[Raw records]
-.-.-
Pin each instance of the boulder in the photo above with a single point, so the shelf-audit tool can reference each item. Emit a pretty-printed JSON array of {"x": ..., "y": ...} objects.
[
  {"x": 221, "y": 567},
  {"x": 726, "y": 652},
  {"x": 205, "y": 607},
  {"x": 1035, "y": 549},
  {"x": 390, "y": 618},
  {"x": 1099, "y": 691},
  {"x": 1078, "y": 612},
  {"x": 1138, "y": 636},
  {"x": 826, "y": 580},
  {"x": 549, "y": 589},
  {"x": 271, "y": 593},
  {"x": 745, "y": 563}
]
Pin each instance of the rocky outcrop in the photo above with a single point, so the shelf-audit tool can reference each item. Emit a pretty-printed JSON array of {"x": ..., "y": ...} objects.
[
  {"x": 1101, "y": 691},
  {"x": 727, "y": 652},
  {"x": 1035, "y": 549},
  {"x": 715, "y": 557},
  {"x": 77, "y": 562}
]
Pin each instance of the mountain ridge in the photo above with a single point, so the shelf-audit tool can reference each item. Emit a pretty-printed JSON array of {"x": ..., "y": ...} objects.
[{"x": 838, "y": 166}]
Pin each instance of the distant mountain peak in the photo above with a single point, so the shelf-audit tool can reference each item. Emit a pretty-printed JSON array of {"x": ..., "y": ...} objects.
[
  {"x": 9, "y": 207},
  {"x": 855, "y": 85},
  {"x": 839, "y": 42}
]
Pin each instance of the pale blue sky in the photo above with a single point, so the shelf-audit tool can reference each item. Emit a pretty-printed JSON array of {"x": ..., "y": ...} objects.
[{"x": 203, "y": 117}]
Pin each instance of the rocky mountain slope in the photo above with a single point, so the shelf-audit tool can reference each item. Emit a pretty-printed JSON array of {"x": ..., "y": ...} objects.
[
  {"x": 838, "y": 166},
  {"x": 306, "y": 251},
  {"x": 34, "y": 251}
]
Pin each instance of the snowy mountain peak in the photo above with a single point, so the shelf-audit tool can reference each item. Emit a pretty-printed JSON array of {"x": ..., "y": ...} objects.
-.-.-
▸ Short problem: Retype the lines of the listing above, starting at the line with "Pin each instance of the distant" and continuing through the final line of the listing, both ends included.

▸ Correct answer:
Pin each instance of the distant mountain peak in the photo above with a single point, so the shelf-audit tool can reference each item. Emit a pretty-printed JSON array of {"x": ..., "y": ...} objects.
[
  {"x": 9, "y": 207},
  {"x": 855, "y": 85},
  {"x": 839, "y": 42}
]
Pin each instance of the pale blue sky in the photo above with a single point, so the shelf-audit tool can reference each item. Emit a pretty-printed JSON array of {"x": ..., "y": ...} objects.
[{"x": 203, "y": 117}]
Pin each instance of the rocky mountain slope in the photo above with a single point, so the shelf-audit tool can reference each item. Emit a pretty-printed JSON array of {"x": ..., "y": ...} objects.
[
  {"x": 838, "y": 166},
  {"x": 306, "y": 251},
  {"x": 34, "y": 251}
]
Pin each instance of the snowy mountain peak in the photo above with a single point, so the shelf-audit tool can reference each item. Emit a pretty-printed JSON array of {"x": ..., "y": ...} objects.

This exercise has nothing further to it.